%%
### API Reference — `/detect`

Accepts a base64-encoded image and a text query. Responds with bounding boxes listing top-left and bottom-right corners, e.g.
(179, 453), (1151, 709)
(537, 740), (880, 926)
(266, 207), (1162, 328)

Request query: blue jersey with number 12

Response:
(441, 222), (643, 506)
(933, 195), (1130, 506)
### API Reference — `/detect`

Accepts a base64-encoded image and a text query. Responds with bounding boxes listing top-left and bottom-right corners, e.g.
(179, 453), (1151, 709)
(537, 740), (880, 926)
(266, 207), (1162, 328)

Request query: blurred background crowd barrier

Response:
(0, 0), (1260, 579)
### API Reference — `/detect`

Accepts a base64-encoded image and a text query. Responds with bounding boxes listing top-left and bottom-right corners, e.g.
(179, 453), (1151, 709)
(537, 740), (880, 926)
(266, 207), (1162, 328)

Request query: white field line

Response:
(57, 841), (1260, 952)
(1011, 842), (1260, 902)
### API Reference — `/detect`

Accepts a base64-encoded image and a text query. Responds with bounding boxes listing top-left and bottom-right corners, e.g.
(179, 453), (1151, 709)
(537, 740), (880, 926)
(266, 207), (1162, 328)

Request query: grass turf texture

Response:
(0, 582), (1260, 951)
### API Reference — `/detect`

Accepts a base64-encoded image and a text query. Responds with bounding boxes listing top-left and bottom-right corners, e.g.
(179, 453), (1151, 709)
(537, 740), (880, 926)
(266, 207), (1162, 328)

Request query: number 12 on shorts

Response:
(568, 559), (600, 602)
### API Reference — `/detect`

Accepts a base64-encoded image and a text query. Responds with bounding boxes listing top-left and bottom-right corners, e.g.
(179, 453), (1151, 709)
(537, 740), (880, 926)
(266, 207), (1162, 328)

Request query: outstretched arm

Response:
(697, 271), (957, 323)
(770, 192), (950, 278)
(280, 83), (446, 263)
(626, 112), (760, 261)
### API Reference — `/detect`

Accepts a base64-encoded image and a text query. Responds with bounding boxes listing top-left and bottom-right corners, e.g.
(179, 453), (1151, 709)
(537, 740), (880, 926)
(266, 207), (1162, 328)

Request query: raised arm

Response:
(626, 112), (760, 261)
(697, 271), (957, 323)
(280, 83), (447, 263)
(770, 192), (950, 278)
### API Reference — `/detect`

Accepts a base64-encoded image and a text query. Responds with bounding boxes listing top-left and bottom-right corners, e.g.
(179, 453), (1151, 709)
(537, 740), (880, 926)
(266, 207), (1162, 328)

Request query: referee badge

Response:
%%
> TASK DIRECTIONS
Scale the items from the first line through the line containing "(0, 0), (1260, 579)", that line included, and write those lines out again with the requests. Multiply every box coordinate in the answers by 0.85 and round to whole numbers, halves up, but leave the sample corners in the requests unchanged.

> WRITTEN ANSWER
### API Reference — `/detect`

Accepts a base64-encoded image and a text query. Responds with bounding boxes listing top-left and bottom-right corners, e.g.
(179, 453), (1151, 709)
(537, 740), (880, 926)
(266, 207), (1162, 328)

Request query: blue jersey with number 12

Response:
(375, 189), (547, 430)
(793, 166), (961, 430)
### API Reference — `/detect`

Accepts a base64-encoded image and a text query. Responds with bounding boxes listing top-left and bottom-right corners, e.g.
(179, 453), (1151, 709)
(537, 740), (880, 926)
(266, 207), (1162, 328)

Request query: blurred background crowd barrier

Response:
(0, 0), (1071, 492)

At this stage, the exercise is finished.